Entries shown:

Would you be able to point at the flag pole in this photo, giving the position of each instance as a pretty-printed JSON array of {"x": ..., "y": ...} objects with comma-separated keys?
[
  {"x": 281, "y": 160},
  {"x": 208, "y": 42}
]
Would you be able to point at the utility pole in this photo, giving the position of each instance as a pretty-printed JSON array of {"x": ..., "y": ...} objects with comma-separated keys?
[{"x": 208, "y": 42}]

--

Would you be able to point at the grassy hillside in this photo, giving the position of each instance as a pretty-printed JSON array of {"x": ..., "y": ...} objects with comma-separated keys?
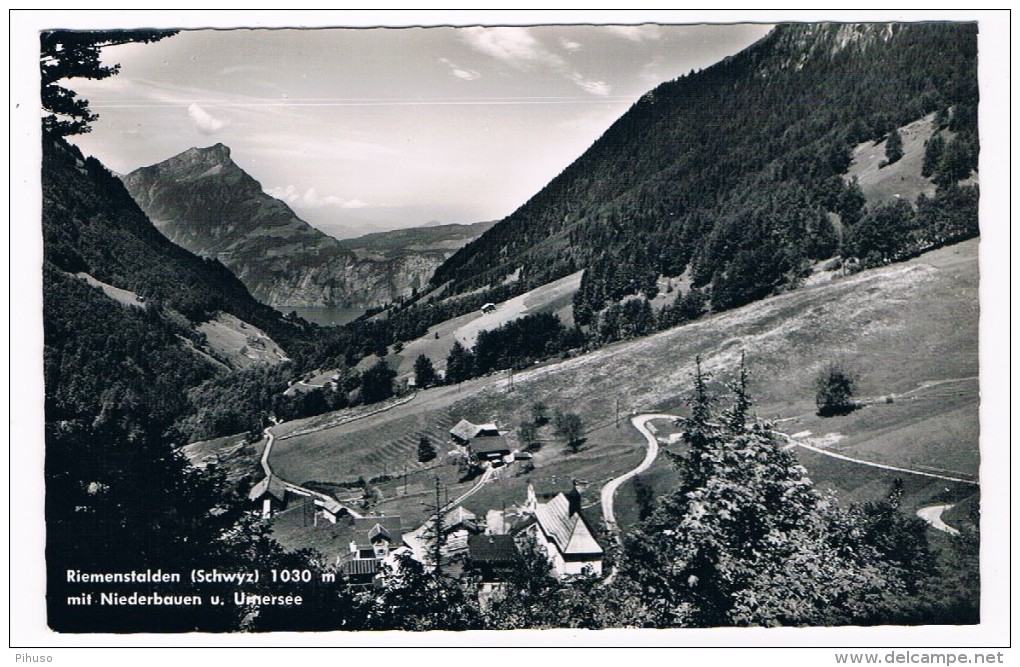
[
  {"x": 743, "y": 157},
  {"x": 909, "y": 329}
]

Task requirements:
How many lines above contain the string "photo"? Reply with the number alone.

Output of the exercise:
3